Wednesday, May 23, 2007

MAN WHO LOST FAMILY TO TERRORISTS HELPS TERROR VICTIMS

Man who lost wife, 3 kids in attack goes south to help (JPost)
Boaz Shabo, a Magen David Adom volunteer from the Dan Region who lost his wife and three children in a terror attack on their home in Itamar five years ago, has gone to help out in Sderot.

Shabo, who has four other children - two of them married - and one grandchild, asked them if they agreed to his going to the town, which is being bombarded by Kassam rockets from Gaza. "Go help people, just as we were helped," they said. Although he was asked to bolster the MDA staff in Ashkelon, Shabo said he prefers to volunteer in the "eye of the storm," in Sderot itself. In the past few days, he has already treated a number of people wounded in rocket attacks.

▶ **GIVEN ENTRIES**:
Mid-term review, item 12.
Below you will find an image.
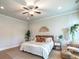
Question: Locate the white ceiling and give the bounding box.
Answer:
[0,0,79,21]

▶ **QUESTIONS TO ANSWER**:
A - From the news item about Boaz Shabo, can you extract the passage between "Boaz Shabo, a" and "in rocket attacks.", inclusive?
B - Which places are named in the news item about Boaz Shabo? List every one.

▶ **OUTPUTS BY TASK**:
A -
Boaz Shabo, a Magen David Adom volunteer from the Dan Region who lost his wife and three children in a terror attack on their home in Itamar five years ago, has gone to help out in Sderot.

Shabo, who has four other children - two of them married - and one grandchild, asked them if they agreed to his going to the town, which is being bombarded by Kassam rockets from Gaza. "Go help people, just as we were helped," they said. Although he was asked to bolster the MDA staff in Ashkelon, Shabo said he prefers to volunteer in the "eye of the storm," in Sderot itself. In the past few days, he has already treated a number of people wounded in rocket attacks.

B -
Dan Region
Itamar
Sderot
Gaza
Ashkelon